> PROBLEM REQUIREMENTS
Output every line from the start of the entries through the line containing "414L191 414L194 399L194" as a JSON list of strings, one string per line, with blank lines left out.

> RECORD LIST
__________________________________________________
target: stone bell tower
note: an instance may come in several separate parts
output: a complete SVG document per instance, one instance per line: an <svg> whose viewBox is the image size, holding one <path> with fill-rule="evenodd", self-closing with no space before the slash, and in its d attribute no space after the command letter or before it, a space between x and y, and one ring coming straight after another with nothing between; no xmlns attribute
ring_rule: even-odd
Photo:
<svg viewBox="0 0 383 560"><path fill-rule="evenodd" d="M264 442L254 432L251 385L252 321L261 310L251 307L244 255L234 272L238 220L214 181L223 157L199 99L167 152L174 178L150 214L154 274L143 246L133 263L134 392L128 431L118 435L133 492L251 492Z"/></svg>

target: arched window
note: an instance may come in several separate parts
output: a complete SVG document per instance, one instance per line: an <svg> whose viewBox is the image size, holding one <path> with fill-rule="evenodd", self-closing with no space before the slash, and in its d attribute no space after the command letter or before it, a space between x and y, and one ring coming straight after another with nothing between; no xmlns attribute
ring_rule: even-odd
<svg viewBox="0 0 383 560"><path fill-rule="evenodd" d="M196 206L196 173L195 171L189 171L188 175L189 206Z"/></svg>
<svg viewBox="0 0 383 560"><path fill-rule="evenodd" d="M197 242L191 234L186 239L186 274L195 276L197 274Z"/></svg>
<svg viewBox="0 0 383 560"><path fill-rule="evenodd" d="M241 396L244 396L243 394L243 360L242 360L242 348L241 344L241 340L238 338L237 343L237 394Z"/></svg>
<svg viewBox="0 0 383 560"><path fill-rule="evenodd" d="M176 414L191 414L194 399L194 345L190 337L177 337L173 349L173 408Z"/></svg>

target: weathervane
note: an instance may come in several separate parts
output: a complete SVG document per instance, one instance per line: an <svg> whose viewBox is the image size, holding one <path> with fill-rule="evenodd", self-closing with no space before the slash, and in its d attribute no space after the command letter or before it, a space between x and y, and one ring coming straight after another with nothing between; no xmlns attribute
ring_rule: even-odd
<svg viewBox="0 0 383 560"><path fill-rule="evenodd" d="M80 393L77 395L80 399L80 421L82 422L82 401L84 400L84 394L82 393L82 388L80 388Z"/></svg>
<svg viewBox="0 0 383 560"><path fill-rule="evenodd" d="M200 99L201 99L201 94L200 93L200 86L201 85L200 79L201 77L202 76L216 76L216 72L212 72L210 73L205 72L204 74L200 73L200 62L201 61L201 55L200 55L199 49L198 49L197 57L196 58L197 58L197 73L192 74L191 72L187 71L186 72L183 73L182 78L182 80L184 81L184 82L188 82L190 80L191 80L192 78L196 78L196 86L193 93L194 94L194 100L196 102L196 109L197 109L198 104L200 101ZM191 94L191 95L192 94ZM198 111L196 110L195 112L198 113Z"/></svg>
__________________________________________________
> TASK RESPONSE
[
  "target: stone bell tower",
  "note: an instance may come in several separate parts",
  "output: a complete SVG document per instance, one instance per line: an <svg> whose viewBox is the image size, holding one <path> with fill-rule=\"evenodd\", self-closing with no space before the slash, and in its d attribute no space after the command letter or before it, a space between x and y, and one ring coming straight after another with nothing between; no xmlns attribute",
  "ring_rule: even-odd",
  "Photo:",
  "<svg viewBox=\"0 0 383 560\"><path fill-rule=\"evenodd\" d=\"M264 442L254 432L251 385L252 321L261 310L251 307L244 255L234 272L238 220L214 181L223 157L199 99L167 152L174 178L150 214L154 274L143 246L133 263L134 392L128 431L118 435L133 492L251 492Z\"/></svg>",
  "target: arched window",
  "note: an instance may come in several separate parts",
  "output: a complete SVG document per instance, one instance per line: an <svg> whose viewBox is the image size, holding one <path> with fill-rule=\"evenodd\", self-closing with no space before the slash, and in its d attribute no space after the command letter or before it, a space between x and y, and one ring coming straight after another with nothing between; no xmlns attribute",
  "ring_rule: even-odd",
  "<svg viewBox=\"0 0 383 560\"><path fill-rule=\"evenodd\" d=\"M196 206L196 173L195 171L189 171L188 175L189 206Z\"/></svg>",
  "<svg viewBox=\"0 0 383 560\"><path fill-rule=\"evenodd\" d=\"M197 242L191 234L186 239L186 274L195 276L197 274Z\"/></svg>",
  "<svg viewBox=\"0 0 383 560\"><path fill-rule=\"evenodd\" d=\"M241 396L244 396L243 394L243 360L242 360L242 348L241 344L241 340L238 338L237 343L237 394Z\"/></svg>",
  "<svg viewBox=\"0 0 383 560\"><path fill-rule=\"evenodd\" d=\"M176 414L191 414L194 399L194 345L190 337L177 337L173 349L173 408Z\"/></svg>"
]